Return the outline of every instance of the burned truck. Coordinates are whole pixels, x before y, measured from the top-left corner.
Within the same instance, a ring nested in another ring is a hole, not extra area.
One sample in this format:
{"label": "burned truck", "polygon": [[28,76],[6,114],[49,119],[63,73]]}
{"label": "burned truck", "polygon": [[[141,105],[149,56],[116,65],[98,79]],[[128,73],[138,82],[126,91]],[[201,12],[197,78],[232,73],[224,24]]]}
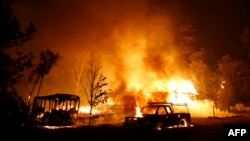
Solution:
{"label": "burned truck", "polygon": [[141,108],[141,116],[126,116],[124,126],[162,130],[192,127],[192,123],[186,104],[149,102]]}
{"label": "burned truck", "polygon": [[72,126],[78,118],[80,97],[52,94],[34,97],[29,123],[38,126]]}

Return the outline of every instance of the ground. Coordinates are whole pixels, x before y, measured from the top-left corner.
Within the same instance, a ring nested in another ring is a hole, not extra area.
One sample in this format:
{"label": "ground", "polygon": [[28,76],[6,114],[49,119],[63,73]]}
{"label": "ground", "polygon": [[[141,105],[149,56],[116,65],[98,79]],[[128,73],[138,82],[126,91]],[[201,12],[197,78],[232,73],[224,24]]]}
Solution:
{"label": "ground", "polygon": [[221,141],[225,124],[249,124],[250,116],[230,118],[192,118],[191,128],[149,131],[124,128],[121,125],[82,126],[67,129],[36,129],[18,127],[3,130],[5,140],[24,141],[120,141],[120,140],[183,140]]}

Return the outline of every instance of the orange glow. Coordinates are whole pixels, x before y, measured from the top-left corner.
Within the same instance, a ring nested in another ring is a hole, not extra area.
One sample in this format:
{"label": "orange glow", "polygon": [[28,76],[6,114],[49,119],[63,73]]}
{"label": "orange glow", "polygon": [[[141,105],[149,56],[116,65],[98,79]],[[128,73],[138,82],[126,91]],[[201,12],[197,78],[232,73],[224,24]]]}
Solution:
{"label": "orange glow", "polygon": [[142,117],[142,113],[141,113],[141,108],[140,107],[136,107],[135,108],[135,116],[136,117]]}

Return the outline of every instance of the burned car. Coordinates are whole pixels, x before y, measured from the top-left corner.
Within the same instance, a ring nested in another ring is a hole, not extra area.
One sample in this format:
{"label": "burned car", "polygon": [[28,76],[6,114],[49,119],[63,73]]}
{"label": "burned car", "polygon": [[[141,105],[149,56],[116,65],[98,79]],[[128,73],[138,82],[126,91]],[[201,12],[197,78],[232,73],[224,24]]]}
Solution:
{"label": "burned car", "polygon": [[141,116],[126,116],[125,127],[154,130],[191,127],[191,115],[186,104],[149,102],[141,108]]}
{"label": "burned car", "polygon": [[80,97],[56,93],[34,97],[29,123],[37,126],[71,126],[78,118]]}

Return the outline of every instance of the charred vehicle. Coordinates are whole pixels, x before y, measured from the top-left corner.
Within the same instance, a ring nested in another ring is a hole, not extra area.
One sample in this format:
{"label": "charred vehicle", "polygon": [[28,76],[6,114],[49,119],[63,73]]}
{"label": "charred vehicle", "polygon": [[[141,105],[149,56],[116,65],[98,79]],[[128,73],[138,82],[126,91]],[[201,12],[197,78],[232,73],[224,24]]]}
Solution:
{"label": "charred vehicle", "polygon": [[124,126],[155,130],[191,127],[191,115],[186,104],[150,102],[141,108],[141,116],[126,116]]}
{"label": "charred vehicle", "polygon": [[80,97],[52,94],[34,97],[30,123],[39,126],[71,126],[78,118]]}

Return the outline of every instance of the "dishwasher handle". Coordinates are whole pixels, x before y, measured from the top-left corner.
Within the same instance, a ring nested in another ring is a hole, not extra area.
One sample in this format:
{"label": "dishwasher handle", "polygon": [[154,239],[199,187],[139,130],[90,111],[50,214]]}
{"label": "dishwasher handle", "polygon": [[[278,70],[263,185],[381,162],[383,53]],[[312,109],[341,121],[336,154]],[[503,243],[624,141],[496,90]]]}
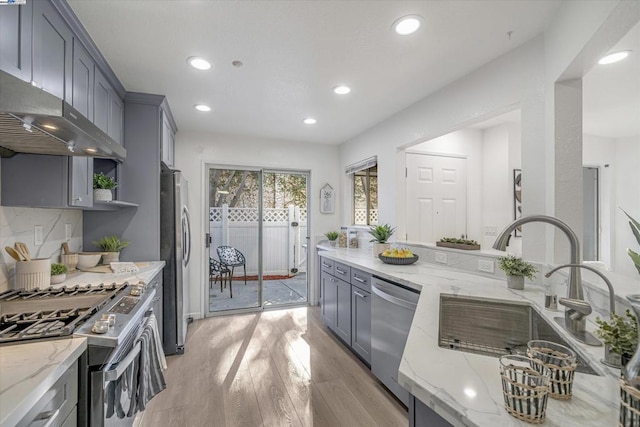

» WORK TO COMPLETE
Please identify each line in the material that contains the word "handle", and copy every such line in full.

» RESULT BELOW
Return the outline of every instance of the "dishwasher handle". Coordinates are whole pixels, x before y, measured from the top-left corner.
{"label": "dishwasher handle", "polygon": [[154,239],[199,187],[139,130],[90,111],[50,214]]}
{"label": "dishwasher handle", "polygon": [[[278,70],[263,185],[381,162],[383,53]],[[312,109],[341,121],[336,154]],[[503,243],[624,141],[496,90]]]}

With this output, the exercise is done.